6.8% percentage of Santa Clara County residents live under the poverty line (2021 ACS)!

Poverty struck neighborhoods:

Code
library(tidycensus)
library(ggiraph)
library(tidyverse)
library(patchwork)
library(scales)

scc_medincome <- get_acs(
  geography = "tract",
  variables = c(med_income = "DP03_0062"),
  county = c("Santa Clara"),
  state = "CA",
  year = 2021,
  survey = "acs5",
  geometry = TRUE,
  output = "wide"
)
Getting data from the 2017-2021 5-year ACS
Using the ACS Data Profile
Code
medinc_top10 <- scc_medincome %>%
  slice_min(med_incomeE, n = 10) %>%
  mutate(NAME = str_remove(NAME, ", Santa Clara County, California")) %>%
  mutate(NAME = str_remove(NAME, "Census"))

# sccmetro_map <- ggplot() +
#   geom_sf(data = county_subdivisions(state = "CA", county = "Santa Clara", cb = TRUE)) +
#   geom_sf_interactive(
#     data = medinc_top10, 
#     mapping = aes(fill = med_incomeE, data_id = GEOID)
#     ) +
#   scale_fill_distiller(
#     palette = "Greens",
#     direction = 1,
#     guide = "none"
#     ) +
#   theme_void()

++++

▸ Work to complete:
a – Set down, word for word, the part of the Santa Clara County income snippet that opens with the words containing "6.8% percentage of" and closes with "library(patchwork)".
b – Carry the Santa Clara County income snippet forward from its final line.

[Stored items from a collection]
++++

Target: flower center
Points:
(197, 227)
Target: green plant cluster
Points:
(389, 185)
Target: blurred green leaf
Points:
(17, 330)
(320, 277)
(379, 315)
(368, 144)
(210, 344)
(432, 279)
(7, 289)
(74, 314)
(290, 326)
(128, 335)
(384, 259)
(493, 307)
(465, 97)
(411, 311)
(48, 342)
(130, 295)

++++

▸ Task-by-task results:
a –
6.8% percentage of Santa Clara County residents live under the poverty line (2021 ACS)!

Poverty struck neighborhoods:

Code
library(tidycensus)
library(ggiraph)
library(tidyverse)
library(patchwork)

b –
ggplot(
  data = medinc_top10, 
  mapping = aes(x = med_incomeE, y = reorder(NAME, med_incomeE), fill = med_incomeE)
  ) +
  geom_errorbar(aes(xmin = med_incomeE - med_incomeM, xmax = med_incomeE + med_incomeM)) +
  geom_point_interactive(
    color = "black", 
    size = 4, 
    shape = 21,
    aes(data_id = GEOID)
    ) +
  scale_fill_distiller(
    palette = "Greens", 
    direction = 1,
    labels = label_dollar()
    ) +
  scale_x_continuous(labels = label_dollar()) +
  labs(title = "Household income by census tract in Santa Clara County",
       subtitle = "2016-2021 American Community Survey",
       y = "",
       x = "ACS estimate (bars represent margin of error)",
       fill = "ACS estimate") +
  theme_minimal(base_size = 14)

Code
# girafe(ggobj = sccmetro_map + sccmetro_plot, width_svg = 10, height_svg = 5) %>%
#   girafe_options(opts_hover(css = "fill:red;"))

5 Education

Code
scc_edu <- get_acs(
  geography = "county", 
  state = "CA", 
  county = "Santa Clara",
  year = 2020,
  variables = c(
    less_hs = "B06009_002",
    hs = "B06009_003",
    as = "B06009_004",
    col = "B06009_005",
    grad = "B06009_006"
    ),
  summary_var = "B06009_001"
)
Getting data from the 2016-2020 5-year ACS

53.5% of the population aged 25 and up in Santa Clara County have a bachelor’s degree or higher (2016-2020 ACS).

Code
scc_pctcollege <- get_acs(
  geography = "tract",
  variables = c(pct_college = "DP02_0068P"),
  county = c("Santa Clara"),
  state = "CA",
  year = 2020,
  survey = "acs5",
  geometry = TRUE,
  output = "wide"
)
Getting data from the 2016-2020 5-year ACS
Using the ACS Data Profile
Code
mapview(scc_pctcollege, zcol = "pct_collegeE", layer = "% college")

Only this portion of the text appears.